Главный эстетический принцип кино Тарковского – стремление достичь максимума эффекта минимумом средств. «Нужно, чтобы изображение было правдивым и оптимально простым. Это – не самоцель, это необходимое условие для того, чтобы передать зрителю духовную суть изображаемого»[294]. Поэтому неудивительно, что после цветного фильма «Каток и скрипка» он вернулся к черно-белому кино в своих следующих двух картинах. Естественно, минимализм Тарковского был мотивирован отчасти и практическими соображениями. На решение снимать «Андрея Рублёва» на черно-белую пленку, например, повлияло и желание Тарковского и Юсова снимать как можно больше «в интерьерах подлинной старинной архитектуры», что было бы невозможно при «низкой чувствительности цветной пленки (в 5–6 раз меньшая, чем в черно-белой)», которая «потребовала бы постройки большого количества дорогостоящих декораций, которые даже при самом тщательном выполнении не могли бы создать впечатления подлинной старинной архитектуры»[295]. Хотя Тарковский стремился избегать «зрелищности» и в «Солярисе», он решил снимать его в основном в цвете, объясняя: «Уж коли цвет изобрели, приходится думать о том, как его использовать, теперь от этого никуда не денешься»[296]. Однако цвет на экране часто ощущается больше как зрелищность, чем как подлинная фактура материального мира. После съемки первых дублей Тарковский якобы воскликнул: «Видно, что это липа! Надо снимать черно-белые картины! Следующая картина будет черно-белая и на маленьком экране!»[297]. Тарковский нашел выход из этой дилеммы в тщательно запланированной смене цветного изображения черно-белым и сепией, пользуясь цветом не как самоцелью, а как способом добавить еще одно эстетическое измерение к своему многомерному киномиру.

■ **Задания к упражнению**
A) В одном–трех предложениях объясните, почему, по словам отрывка о Тарковском, «Андрея Рублёва» снимали на черно-белую пленку.
B) Во сколько раз, согласно отрывку о Тарковском, чувствительность цветной пленки была ниже, чем у черно-белой?
C) Допишите отрывок о Тарковском: продолжите его со следующего предложения после последнего.

■ **Исходные данные**
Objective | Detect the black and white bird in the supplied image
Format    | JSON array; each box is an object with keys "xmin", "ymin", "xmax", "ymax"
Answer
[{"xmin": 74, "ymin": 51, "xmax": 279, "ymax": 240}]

■ **Ответы по заданиям**
A) Тарковский и Юсов хотели как можно больше снимать в интерьерах подлинной старинной архитектуры. Цветная пленка была в 5–6 раз менее чувствительной, и с ней пришлось бы строить много дорогих декораций. Даже самые тщательные декорации не дали бы впечатления подлинной старины.

B) В 5–6 раз.

C)
Рука в пламени. Кадр из фильма «Зеркало»
Точность расчета Тарковского в применении цветного изображения видна уже по эпилогу к «Андрею Рублёву», в котором иконы представлены в блистательных красках, эффект которых усилен аскетизмом предыдущего черно-белого повествования. Для Тарковского резкость контраста передает «соотношение» между обыденной жизнью и «условностью» искусства: «Физиологически человек не способен поражаться цвету, если он не живописец, если специально не исследует цветовые соотношения, если он не предрасположен к цвету. Для нас важно было передать жизнь. Для меня жизнь переводится в кино через черно-белые образы. Тем более что нам нужно было показать соотношение между искусством, живописью, с одной стороны, и жизнью – с другой. Соотношение между цветным финалом и черно-белым фильмом было для нас выражением соотношения между искусством Рублёва и его жизнью. В общем можно сказать так: с одной стороны повседневная, реалистическая и разумная жизнь, а с другой – условность художественного выражения этой жизни, следующего этапа ее логического хода»[298].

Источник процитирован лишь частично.